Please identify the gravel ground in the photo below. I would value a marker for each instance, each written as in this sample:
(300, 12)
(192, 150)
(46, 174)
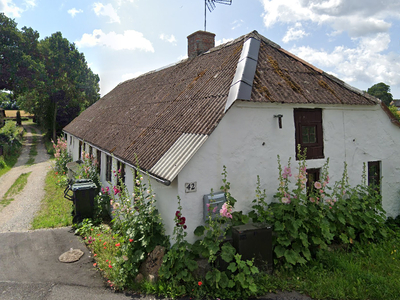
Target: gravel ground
(18, 215)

:::

• Problem: Every record must be set down again exactly; pictures do not belong in the copy.

• Exercise response:
Please identify the gravel ground in the photo below. I would value a marker for each instance, each written as in this sample:
(300, 12)
(192, 150)
(46, 174)
Target: gravel ground
(18, 215)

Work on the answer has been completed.